Pull out each line of the data below that contains the string "green". Case matters.

A run of records
━━━━━━━━

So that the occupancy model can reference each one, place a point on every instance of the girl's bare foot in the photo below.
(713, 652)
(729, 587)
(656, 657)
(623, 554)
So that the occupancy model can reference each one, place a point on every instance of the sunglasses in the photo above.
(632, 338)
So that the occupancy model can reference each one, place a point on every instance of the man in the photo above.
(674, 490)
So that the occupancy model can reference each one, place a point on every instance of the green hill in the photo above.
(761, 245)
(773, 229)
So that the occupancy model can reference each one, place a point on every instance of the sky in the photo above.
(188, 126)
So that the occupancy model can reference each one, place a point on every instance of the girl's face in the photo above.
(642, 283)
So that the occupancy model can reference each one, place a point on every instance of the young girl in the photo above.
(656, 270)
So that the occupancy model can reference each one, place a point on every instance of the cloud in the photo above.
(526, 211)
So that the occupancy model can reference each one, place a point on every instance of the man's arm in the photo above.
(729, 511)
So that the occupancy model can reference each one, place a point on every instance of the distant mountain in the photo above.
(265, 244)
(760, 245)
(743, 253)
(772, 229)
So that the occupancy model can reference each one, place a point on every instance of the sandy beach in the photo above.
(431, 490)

━━━━━━━━

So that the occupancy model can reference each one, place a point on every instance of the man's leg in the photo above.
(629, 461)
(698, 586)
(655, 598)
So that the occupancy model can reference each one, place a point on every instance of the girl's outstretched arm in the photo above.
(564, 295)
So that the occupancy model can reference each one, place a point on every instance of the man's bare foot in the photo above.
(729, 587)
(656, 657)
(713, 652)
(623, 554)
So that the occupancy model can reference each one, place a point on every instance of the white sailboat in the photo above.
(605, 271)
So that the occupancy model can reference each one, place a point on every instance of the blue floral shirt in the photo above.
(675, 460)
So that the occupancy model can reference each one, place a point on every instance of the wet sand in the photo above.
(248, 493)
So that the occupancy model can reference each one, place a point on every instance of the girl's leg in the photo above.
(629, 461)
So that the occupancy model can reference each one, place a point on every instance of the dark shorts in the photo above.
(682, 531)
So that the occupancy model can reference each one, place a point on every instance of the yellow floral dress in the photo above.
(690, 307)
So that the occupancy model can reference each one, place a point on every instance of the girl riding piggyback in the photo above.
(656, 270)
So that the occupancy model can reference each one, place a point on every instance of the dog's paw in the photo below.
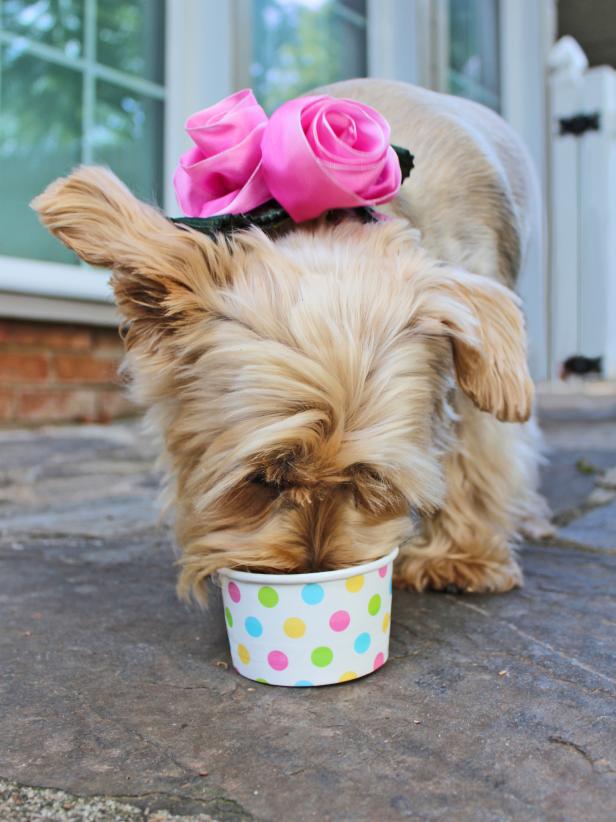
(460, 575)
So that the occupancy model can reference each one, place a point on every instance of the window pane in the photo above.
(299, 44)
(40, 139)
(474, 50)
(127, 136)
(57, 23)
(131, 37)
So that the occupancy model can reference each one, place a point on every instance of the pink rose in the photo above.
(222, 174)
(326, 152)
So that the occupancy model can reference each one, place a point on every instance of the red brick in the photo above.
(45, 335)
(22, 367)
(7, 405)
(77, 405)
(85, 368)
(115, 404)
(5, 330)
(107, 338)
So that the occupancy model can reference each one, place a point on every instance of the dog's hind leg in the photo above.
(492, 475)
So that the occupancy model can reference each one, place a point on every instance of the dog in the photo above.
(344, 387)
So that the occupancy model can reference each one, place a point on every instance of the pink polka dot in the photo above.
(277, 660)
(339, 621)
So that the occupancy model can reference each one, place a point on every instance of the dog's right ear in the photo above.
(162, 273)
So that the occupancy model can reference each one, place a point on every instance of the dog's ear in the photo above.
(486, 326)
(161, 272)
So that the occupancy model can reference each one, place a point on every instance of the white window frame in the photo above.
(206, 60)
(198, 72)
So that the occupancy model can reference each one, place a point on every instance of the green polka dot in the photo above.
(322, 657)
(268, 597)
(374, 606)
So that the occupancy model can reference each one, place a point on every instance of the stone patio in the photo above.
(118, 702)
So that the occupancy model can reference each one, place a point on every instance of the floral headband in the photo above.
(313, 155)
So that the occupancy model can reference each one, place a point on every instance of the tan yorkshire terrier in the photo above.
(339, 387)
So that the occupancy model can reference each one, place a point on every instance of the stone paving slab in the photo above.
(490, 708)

━━━━━━━━

### [Solution for this exercise]
So that the occupancy model can reference each one, place a point on every instance of the green hill in the photo above.
So that the occupancy model can reference each one, place a point on every instance of the green polka dot in the photo above.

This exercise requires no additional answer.